How many lines in the rows below contain the string "tarp"? Case matters. Reply with the number alone.

* _SUPPLIED DATA_

====

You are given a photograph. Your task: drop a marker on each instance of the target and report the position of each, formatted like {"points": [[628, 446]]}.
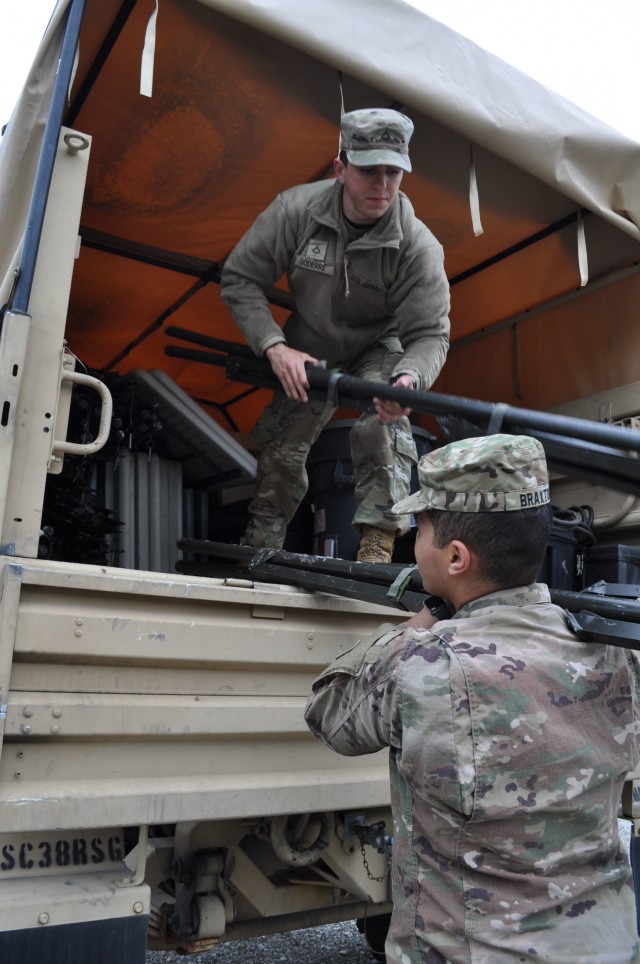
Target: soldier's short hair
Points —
{"points": [[510, 546]]}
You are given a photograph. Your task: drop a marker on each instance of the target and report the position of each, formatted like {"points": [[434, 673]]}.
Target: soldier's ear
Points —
{"points": [[459, 559]]}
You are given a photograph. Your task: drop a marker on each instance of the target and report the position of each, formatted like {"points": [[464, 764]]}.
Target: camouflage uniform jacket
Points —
{"points": [[389, 284], [510, 740]]}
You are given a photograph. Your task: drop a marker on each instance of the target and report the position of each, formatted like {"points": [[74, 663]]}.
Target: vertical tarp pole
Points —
{"points": [[48, 152]]}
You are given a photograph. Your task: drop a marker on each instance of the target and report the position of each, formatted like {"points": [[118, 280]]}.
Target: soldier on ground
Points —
{"points": [[371, 299], [509, 738]]}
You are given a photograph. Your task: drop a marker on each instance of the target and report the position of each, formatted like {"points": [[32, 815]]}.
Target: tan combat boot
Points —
{"points": [[376, 545]]}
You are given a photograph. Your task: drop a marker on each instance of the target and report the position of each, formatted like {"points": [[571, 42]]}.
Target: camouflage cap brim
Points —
{"points": [[497, 473], [387, 156]]}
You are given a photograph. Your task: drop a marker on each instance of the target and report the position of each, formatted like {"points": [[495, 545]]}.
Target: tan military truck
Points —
{"points": [[157, 782]]}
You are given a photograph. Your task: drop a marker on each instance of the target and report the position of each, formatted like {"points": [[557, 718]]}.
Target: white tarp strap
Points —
{"points": [[76, 61], [148, 55], [583, 262], [474, 198]]}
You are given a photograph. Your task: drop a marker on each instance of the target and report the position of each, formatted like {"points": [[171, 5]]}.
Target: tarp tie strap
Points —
{"points": [[474, 197], [148, 55], [583, 262]]}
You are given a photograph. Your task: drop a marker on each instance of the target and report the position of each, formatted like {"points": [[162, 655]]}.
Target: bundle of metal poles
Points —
{"points": [[601, 613], [597, 452]]}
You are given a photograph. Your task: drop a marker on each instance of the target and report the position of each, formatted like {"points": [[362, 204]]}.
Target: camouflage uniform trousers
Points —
{"points": [[383, 457]]}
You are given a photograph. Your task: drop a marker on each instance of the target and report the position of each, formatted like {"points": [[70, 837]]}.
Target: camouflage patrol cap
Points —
{"points": [[496, 473], [376, 135]]}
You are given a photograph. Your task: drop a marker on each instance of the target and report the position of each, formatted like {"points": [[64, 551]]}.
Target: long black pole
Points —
{"points": [[348, 388]]}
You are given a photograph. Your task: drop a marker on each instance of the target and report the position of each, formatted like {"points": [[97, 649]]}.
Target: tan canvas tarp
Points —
{"points": [[246, 101]]}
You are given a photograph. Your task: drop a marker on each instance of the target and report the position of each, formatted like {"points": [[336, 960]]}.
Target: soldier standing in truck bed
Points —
{"points": [[371, 299]]}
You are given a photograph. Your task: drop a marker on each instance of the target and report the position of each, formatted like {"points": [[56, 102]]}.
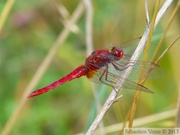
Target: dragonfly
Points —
{"points": [[107, 66]]}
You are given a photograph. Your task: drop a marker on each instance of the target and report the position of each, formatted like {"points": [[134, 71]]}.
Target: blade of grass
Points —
{"points": [[5, 12], [41, 70], [166, 30], [136, 98], [109, 102]]}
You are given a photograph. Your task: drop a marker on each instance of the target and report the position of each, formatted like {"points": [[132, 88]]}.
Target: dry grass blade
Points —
{"points": [[40, 71], [166, 30], [136, 98], [140, 121], [135, 56]]}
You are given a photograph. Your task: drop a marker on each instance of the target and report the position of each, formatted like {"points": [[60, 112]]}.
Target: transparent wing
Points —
{"points": [[108, 78]]}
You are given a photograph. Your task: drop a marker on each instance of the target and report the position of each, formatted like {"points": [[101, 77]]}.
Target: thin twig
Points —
{"points": [[136, 97], [41, 70], [89, 45], [140, 121], [135, 56]]}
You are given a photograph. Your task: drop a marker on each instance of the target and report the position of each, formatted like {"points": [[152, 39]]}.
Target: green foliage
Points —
{"points": [[29, 33]]}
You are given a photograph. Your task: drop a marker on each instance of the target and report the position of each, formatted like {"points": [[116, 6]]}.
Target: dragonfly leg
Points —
{"points": [[125, 66], [104, 79]]}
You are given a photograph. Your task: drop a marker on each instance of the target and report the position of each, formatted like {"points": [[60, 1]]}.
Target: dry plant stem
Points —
{"points": [[5, 13], [140, 121], [89, 45], [136, 98], [42, 68], [166, 30], [147, 13], [135, 56]]}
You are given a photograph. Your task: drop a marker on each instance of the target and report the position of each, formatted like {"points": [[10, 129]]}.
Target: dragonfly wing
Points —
{"points": [[112, 79], [139, 67]]}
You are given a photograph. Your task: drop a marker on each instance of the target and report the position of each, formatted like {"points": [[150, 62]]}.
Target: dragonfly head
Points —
{"points": [[117, 52]]}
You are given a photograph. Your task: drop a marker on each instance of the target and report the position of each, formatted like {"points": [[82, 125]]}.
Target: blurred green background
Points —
{"points": [[30, 31]]}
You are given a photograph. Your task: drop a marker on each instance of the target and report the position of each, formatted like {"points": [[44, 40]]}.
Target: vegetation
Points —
{"points": [[34, 54]]}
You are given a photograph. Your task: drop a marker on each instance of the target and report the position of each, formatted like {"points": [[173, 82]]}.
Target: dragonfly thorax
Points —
{"points": [[117, 53]]}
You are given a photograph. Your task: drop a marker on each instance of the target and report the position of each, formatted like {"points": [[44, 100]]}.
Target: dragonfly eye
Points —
{"points": [[117, 52]]}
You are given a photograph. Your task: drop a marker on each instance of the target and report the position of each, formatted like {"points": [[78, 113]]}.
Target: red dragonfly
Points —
{"points": [[106, 66]]}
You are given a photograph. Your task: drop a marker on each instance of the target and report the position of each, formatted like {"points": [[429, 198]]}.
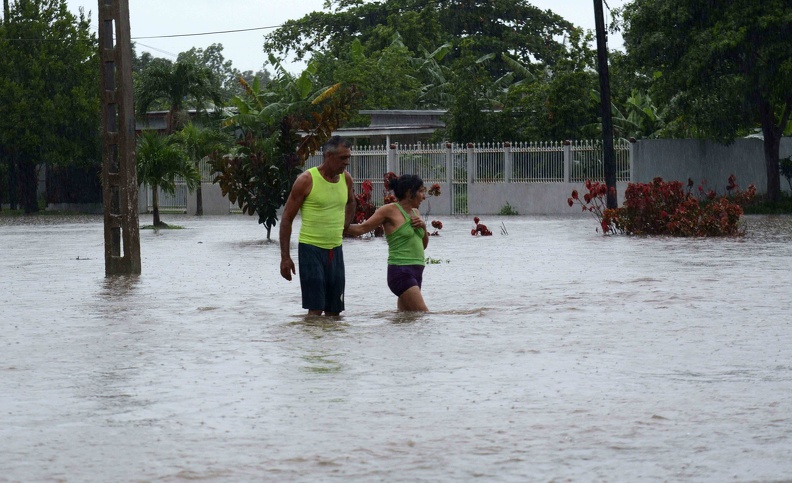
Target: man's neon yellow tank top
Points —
{"points": [[323, 213], [405, 244]]}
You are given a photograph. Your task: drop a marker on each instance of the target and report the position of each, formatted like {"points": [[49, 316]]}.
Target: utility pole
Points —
{"points": [[608, 157], [119, 178]]}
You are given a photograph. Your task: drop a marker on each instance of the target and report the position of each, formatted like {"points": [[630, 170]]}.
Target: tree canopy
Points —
{"points": [[49, 96], [721, 68], [481, 27]]}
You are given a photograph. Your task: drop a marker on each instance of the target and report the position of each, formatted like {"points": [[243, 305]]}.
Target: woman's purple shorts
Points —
{"points": [[402, 277]]}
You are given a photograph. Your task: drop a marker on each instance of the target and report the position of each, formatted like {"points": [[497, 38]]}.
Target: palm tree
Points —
{"points": [[198, 143], [177, 85], [159, 161]]}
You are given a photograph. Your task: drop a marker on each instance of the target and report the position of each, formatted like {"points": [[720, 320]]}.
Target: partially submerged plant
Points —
{"points": [[667, 208]]}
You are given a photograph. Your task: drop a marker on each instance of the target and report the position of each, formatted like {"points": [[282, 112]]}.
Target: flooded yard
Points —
{"points": [[550, 353]]}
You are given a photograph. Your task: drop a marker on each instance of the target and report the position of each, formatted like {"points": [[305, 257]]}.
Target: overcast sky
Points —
{"points": [[152, 18]]}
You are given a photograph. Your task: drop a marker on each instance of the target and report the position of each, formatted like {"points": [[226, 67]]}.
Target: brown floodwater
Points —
{"points": [[551, 354]]}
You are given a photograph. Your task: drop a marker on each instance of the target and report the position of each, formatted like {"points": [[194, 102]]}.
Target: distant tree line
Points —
{"points": [[504, 71]]}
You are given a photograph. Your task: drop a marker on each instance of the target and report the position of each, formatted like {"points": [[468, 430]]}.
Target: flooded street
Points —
{"points": [[551, 354]]}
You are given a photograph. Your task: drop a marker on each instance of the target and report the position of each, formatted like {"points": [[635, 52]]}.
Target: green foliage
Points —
{"points": [[269, 154], [722, 69], [481, 27], [667, 208], [159, 161], [785, 165], [49, 96], [386, 79], [177, 86], [224, 73], [459, 55], [555, 104], [507, 210]]}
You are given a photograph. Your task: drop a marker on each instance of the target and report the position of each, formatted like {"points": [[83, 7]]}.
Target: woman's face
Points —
{"points": [[418, 198]]}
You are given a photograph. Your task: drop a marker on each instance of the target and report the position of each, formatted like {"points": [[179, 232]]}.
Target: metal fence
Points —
{"points": [[459, 165]]}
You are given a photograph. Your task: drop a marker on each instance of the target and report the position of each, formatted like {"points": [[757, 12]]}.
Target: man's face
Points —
{"points": [[339, 160]]}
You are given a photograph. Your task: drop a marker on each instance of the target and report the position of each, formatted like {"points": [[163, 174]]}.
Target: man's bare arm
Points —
{"points": [[300, 190]]}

====

* _REPLY_
4